How to complete this task:
Search the listing for the word "cookie" and return each line that contains it.

Material for the task below:

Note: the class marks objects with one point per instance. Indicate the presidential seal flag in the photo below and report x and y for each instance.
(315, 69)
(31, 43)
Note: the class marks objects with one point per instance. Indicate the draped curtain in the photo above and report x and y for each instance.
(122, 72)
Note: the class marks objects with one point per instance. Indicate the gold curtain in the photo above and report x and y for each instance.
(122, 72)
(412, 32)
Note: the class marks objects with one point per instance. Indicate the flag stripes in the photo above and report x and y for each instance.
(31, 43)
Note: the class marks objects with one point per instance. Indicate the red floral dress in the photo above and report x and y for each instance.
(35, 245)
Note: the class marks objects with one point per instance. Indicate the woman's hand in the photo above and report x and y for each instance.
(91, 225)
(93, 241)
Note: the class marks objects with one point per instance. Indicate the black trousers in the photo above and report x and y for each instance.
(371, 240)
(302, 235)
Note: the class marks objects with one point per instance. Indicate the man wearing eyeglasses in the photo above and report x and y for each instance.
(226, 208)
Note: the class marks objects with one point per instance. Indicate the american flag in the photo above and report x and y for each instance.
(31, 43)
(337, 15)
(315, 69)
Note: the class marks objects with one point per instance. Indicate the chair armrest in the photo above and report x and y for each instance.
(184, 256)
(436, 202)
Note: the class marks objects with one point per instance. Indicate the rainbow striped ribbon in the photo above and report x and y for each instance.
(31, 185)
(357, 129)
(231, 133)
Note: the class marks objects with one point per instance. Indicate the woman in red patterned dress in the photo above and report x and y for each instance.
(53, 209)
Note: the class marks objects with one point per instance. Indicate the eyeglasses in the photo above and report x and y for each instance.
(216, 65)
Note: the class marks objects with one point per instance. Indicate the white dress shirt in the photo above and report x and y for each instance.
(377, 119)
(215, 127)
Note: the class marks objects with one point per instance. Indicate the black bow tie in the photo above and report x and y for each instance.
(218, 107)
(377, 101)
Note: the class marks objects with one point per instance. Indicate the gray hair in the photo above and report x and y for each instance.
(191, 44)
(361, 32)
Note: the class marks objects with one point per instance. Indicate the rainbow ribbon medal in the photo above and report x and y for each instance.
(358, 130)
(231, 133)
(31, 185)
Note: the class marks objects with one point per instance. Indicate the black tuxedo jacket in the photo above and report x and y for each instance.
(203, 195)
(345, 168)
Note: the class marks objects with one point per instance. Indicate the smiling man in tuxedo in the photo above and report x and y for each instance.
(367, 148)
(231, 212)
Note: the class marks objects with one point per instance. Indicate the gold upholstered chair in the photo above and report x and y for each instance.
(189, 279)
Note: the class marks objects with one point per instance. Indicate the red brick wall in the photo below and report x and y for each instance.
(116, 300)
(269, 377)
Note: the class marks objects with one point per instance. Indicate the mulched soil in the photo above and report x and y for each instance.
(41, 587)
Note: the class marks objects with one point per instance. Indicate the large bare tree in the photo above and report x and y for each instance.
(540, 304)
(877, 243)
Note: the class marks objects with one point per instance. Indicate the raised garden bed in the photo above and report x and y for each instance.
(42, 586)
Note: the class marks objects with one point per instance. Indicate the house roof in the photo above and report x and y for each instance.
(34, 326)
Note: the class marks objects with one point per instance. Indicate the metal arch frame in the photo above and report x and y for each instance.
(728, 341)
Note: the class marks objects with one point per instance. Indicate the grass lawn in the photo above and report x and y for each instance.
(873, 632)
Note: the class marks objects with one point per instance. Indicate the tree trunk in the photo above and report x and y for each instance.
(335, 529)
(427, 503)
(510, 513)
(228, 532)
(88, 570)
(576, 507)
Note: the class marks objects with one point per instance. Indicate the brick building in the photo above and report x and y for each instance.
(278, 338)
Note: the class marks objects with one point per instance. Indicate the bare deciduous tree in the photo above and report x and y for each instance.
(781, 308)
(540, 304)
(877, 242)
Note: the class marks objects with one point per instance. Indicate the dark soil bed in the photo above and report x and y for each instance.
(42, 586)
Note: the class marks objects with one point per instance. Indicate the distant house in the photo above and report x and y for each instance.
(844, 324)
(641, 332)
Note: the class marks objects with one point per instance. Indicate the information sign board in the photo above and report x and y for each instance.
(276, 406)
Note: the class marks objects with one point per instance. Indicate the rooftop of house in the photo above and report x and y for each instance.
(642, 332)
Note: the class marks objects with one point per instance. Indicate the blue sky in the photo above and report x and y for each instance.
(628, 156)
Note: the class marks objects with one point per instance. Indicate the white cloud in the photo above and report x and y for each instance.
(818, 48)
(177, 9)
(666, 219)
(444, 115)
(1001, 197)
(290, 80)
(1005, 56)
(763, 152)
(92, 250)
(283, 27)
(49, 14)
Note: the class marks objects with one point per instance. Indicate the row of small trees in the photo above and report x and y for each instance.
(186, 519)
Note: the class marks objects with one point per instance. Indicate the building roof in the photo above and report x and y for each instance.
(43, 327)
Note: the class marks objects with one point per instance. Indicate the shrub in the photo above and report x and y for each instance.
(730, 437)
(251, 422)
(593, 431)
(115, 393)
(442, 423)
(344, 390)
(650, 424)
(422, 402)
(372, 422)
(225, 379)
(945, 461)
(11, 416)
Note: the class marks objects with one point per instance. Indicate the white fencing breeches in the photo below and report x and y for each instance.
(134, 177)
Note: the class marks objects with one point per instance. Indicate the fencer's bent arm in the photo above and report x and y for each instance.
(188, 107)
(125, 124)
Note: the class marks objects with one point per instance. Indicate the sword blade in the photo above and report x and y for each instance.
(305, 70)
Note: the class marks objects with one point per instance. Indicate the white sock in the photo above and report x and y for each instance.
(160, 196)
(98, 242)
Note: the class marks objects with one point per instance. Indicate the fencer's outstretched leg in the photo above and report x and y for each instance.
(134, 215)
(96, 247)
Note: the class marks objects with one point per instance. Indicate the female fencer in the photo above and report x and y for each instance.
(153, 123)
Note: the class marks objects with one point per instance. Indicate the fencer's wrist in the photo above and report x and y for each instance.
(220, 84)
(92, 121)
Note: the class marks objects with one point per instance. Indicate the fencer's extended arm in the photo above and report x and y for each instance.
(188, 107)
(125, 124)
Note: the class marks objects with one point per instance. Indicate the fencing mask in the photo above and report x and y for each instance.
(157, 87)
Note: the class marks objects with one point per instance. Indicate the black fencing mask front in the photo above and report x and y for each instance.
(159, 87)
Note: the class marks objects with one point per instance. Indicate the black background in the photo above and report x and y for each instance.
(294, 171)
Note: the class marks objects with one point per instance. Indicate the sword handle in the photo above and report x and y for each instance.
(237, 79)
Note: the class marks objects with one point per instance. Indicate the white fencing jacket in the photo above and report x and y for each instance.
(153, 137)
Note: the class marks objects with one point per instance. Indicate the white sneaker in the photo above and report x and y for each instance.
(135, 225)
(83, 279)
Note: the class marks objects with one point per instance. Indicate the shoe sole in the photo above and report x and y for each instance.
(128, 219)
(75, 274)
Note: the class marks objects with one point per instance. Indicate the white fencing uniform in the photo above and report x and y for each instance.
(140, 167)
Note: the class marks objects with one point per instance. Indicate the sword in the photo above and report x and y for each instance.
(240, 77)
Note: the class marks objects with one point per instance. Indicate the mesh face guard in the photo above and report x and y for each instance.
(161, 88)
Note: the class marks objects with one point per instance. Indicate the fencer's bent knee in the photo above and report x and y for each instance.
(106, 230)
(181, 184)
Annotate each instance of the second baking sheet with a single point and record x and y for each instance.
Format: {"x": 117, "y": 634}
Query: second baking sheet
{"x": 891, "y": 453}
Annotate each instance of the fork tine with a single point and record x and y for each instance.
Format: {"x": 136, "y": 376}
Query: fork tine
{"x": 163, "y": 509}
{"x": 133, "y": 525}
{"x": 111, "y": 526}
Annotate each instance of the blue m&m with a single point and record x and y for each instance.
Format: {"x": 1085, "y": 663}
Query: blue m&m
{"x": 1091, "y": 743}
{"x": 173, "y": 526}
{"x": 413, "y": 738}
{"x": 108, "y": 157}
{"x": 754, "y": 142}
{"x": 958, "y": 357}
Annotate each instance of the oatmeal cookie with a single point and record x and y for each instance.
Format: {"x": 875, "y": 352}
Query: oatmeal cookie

End of Material for the task.

Solved problem:
Annotate each instance of the oatmeal cookie with a single point and record x and y for each instance.
Query: oatmeal cookie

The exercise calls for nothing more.